### What is needed
Pick out every line in the entries below that contains the word "grass", and copy each one in full.

### Record extracts
* BEGIN *

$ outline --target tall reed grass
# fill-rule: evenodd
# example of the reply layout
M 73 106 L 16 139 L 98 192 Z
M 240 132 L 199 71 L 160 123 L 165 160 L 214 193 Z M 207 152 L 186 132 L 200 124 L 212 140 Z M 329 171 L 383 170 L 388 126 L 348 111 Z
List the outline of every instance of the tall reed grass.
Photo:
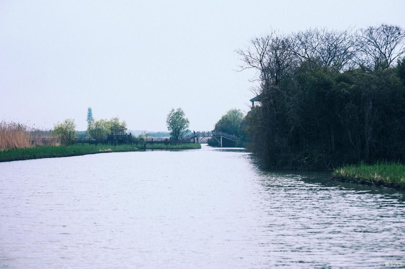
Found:
M 42 138 L 49 138 L 49 132 L 40 128 L 12 121 L 0 121 L 0 150 L 42 146 Z M 58 144 L 52 142 L 53 145 Z
M 405 189 L 405 165 L 399 163 L 361 163 L 336 169 L 332 176 L 343 181 Z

* END *

### Exercise response
$ outline --target tall reed grass
List the outline of every instance of the tall reed grass.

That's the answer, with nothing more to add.